### What the task asks
Give back every entry below, exactly as written.

[Opening Provided records section]

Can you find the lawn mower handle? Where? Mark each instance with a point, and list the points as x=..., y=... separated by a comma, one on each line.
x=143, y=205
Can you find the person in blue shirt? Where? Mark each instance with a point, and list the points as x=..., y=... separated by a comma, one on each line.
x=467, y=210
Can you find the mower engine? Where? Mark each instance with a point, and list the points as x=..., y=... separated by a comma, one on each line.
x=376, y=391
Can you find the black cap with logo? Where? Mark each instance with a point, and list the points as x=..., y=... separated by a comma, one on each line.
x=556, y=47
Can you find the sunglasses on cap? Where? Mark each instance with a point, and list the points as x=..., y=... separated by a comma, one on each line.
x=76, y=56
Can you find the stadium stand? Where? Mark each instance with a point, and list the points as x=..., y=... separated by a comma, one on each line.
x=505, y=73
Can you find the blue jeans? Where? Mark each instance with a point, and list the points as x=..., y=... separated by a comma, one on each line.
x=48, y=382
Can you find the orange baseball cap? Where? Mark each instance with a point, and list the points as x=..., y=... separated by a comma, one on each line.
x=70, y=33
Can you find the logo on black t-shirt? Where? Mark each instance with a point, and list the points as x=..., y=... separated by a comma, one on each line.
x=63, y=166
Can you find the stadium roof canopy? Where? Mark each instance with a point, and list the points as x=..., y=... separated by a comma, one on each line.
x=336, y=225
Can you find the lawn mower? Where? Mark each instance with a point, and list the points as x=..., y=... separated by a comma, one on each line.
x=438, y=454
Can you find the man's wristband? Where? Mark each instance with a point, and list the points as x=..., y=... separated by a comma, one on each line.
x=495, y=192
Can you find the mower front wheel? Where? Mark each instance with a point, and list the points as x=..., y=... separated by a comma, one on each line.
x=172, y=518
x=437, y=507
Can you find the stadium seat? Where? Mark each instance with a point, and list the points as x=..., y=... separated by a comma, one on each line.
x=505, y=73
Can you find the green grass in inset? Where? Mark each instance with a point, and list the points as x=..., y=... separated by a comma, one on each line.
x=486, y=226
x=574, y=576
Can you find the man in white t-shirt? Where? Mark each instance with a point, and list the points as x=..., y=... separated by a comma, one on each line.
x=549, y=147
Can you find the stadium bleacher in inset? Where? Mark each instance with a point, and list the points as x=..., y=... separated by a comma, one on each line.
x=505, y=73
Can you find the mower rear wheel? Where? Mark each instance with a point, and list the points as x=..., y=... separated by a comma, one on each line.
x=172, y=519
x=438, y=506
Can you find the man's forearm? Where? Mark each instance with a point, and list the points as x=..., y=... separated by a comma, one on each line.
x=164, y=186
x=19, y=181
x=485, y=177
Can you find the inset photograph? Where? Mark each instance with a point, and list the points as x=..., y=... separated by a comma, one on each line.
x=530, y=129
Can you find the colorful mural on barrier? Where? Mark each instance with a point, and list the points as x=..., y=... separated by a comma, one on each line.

[Closing Provided records section]

### Exercise answer
Can you find the lawn mower handle? Where? Mark each instance with a point, and list the points as x=..., y=... separated by a comma, one on each line.
x=143, y=205
Can you find the person in blue shirt? Where? Mark each instance with a point, and list the points as x=..., y=... separated by a comma, one on each line.
x=467, y=210
Can you find the mower engine? Where? Mark each instance with a point, and list the points as x=..., y=... separated by a comma, one on each line.
x=376, y=391
Can you find the black cap with logo? Where? Mark each instance with a point, and list the points as x=..., y=... separated by a comma, one on each line.
x=556, y=47
Can you find the sunglasses on cap? Where? Mark each instance with a point, and list the points as x=..., y=... separated by a comma, one on each line.
x=76, y=56
Can you find the stadium stand? Where? Mark each instance with a point, and list the points as x=..., y=... separated by a comma, one on each line.
x=505, y=73
Can you find the blue jeans? Where? Mark each instance with a point, and list the points as x=..., y=... separated by a comma, one on each line.
x=48, y=382
Can you find the orange baseball cap? Where? Mark each instance with a point, and list the points as x=..., y=... separated by a comma, one on each line.
x=70, y=33
Can you find the logo on black t-shirt? Where? Mark each instance with a point, and list the points as x=..., y=... separated by a comma, one on each line.
x=63, y=166
Can you find the stadium roof canopy? Where? Mark each instance with a point, and list the points as x=..., y=... separated by a comma, one on each line.
x=336, y=225
Can you find the lawn mower? Where? Mark each instance with a point, and list the points as x=..., y=... separated by a comma, one on each line.
x=438, y=454
Can you find the man's wristband? Where? Mark each instance with a point, and list the points as x=..., y=... separated by a comma, one on each line.
x=495, y=192
Can you find the mower front wheel? Where? Mark each instance with a point, and list the points as x=..., y=... separated by a comma, one on each line.
x=172, y=518
x=437, y=507
Can you find the stadium seat? Where? Mark each instance with a point, and list the points as x=..., y=... separated by a comma, one on each line.
x=505, y=73
Can you find the green grass in inset? Where? Mark each instance with a point, and list the points as x=..., y=... separated by a comma, one on each line.
x=486, y=226
x=574, y=576
Can you find the man in white t-shirt? Where? Mark each instance with a point, and list the points as x=..., y=... separated by a comma, one on each line.
x=549, y=147
Can you find the stadium bleacher in inset? Where? Mark each instance with a point, and list the points as x=..., y=... separated by a comma, one on each line.
x=505, y=73
Can you find the mower rear wheel? Where? Mark each instance with a point, and list the points as x=..., y=... separated by a comma, one on each line.
x=172, y=519
x=438, y=506
Can you find the man's forearm? Where? Mark each instance with a point, and list the points as x=..., y=... separated by a comma, one on each line.
x=164, y=186
x=19, y=181
x=485, y=177
Can you find the inset photograph? Where? Mark each instance with a point, and list the points as x=..., y=... separated by a comma, one on each line.
x=530, y=129
Can you find the colorful mural on barrier? Where? Mark each instance with a point, and list the points as x=..., y=... separated by a comma, one on each line.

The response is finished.